-- START OF INPUT RECORDS --

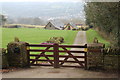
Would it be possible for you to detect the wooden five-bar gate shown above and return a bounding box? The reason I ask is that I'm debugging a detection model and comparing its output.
[27,44,87,69]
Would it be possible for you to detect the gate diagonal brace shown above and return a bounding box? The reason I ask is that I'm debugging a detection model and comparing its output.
[31,46,53,65]
[60,47,84,67]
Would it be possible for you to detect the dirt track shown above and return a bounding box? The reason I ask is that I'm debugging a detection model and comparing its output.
[2,31,118,78]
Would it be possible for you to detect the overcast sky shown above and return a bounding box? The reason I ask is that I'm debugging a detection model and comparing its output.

-- END OF INPUT RECORDS --

WRITTEN EXERCISE
Please convert the entries above into a JSON list of strings, one string per line and no blank lines, leaving out the pictures.

THE SOLUTION
[
  "Would it be possible for you to detect the wooden five-bar gate shown above and return a bounding box? The reason I ask is that I'm debugging a detection model and comparing its output.",
  "[27,44,87,69]",
  "Would it be possible for you to detect the gate diagonal brace shown above and return a bounding box? The reason I ask is that I'm debugging a detection model and comparing its output.",
  "[31,46,53,65]",
  "[60,47,84,67]",
  "Would it be possible for you to detect the dirt track shown above and return a bounding box? The reason I ask is that I'm debugging a detection model and comparing its output.",
  "[2,31,118,78]",
  "Would it be possible for you to detect the overcast sky shown above and return a bounding box? The reason I ask is that I'm debugging a detection model and comparing its output."
]